_Что нужно сделать_
Обнови фрагмент текста о международном финансовом центре, начиная со слов «База инвесторов, которые» и продолжая до слов «гораздо лучше оценят.», и замени в нем «майнинговые» на «золотодобывающие».

_Блок текста_
+++++

Какой горизонт создания МФЦ? Вопрос очень важный. Приезжаешь, например, сейчас в Казахстан на встречу с каким-нибудь тамошним начальником, и оказывается, что на одном курсе учились в университете. А вот поколение, сейчас входящее в бизнес, уже учится не в МГУ, а в Лондонской школе экономики. И уже не «привет, Марат!», а «хэллоу, Майк!». Не опоздаем ли мы, не пойдут ли наши бывшие сателлиты в более привычную их нынешнему, входящему в бизнес поколению западную среду?

Здесь две темы. Первой ты коснулся: очень важно сохранять такой инструмент влияния, как образование лидирующих кадров национальных элит, вне зависимости — финансового центра, не финансового… Я был в Африке и видел, как люди, занимающие там достаточно высокие посты, пели русские песни. Такое до сих пор можно встретить и в Китае. Если человек пять своих лучших лет провел в России, завел там друзей, то это на всю жизнь, и это придает персонифицированный позитивный характер отношениям между странами. Поэтому это очень важная тема, и ее надо развивать.

Другой вопрос: успеем или нет. Ответа нет. Можем и не успеть. Мы уже видим, что многие компании из Казахстана котируются в Лондоне, в Торонто. Они хотят себя позиционировать как глобальные игроки, им кажется, что если они пойдут в Лондон, то их с большей вероятностью воспримут как глобальных игроков, чем если они пойдут на московскую биржу.

А разве это не так?

База инвесторов, которые покупают, например, те же майнинговые компании, на 90% одинакова в Москве и в Лондоне. Существует такое заблуждение среди эмитентов: они думают, что если придут не в Москву, а в Лондон, то откроют для себя совершенно новых инвесторов, которые их гораздо лучше оценят.

Оказывается, неправда — на них прежде всего смотрят не как, к примеру, на горнодобывающую или нефтяную компанию, а как на компанию из СНГ. Поэтому класс инвесторов, которые инвестируют в такие компании, — это прежде всего те, кто имеет exposure на этот географический регион, а не на эту отрасль.

У нас уже есть РТС и ММВБ, которые нормально работают. А что еще из числа ключевых составляющих нужно создать для международного финансового центра? Начнем с того, что не все финансовые инструменты доступны в российской юрисдикции. То есть очень часто инвесторы структурируют сделку за пределами России просто потому, что они не могут сделать этого по нашим законам. Нет прецедента, это не прописано в законодательстве.

Второй момент. У нас другая расчетная система. Во всем мире рассчитываются по системе «t+3». То есть если ты сегодня заключил сделку, то рассчитываешься на третий день, когда ты даешь деньги, а против денег тебе дают акции. У нас господствует система «t+0», то есть если ты сегодня заключил сделку, то сегодня же должен заплатить и сегодня получишь свои акции.

Это ведь лучше.

+++++

_Блок данных_
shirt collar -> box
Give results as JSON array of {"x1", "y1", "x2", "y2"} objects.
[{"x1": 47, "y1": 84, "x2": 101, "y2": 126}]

+++++

_Полный ответ_
База инвесторов, которые покупают, например, те же золотодобывающие компании, на 90% одинакова в Москве и в Лондоне. Существует такое заблуждение среди эмитентов: они думают, что если придут не в Москву, а в Лондон, то откроют для себя совершенно новых инвесторов, которые их гораздо лучше оценят.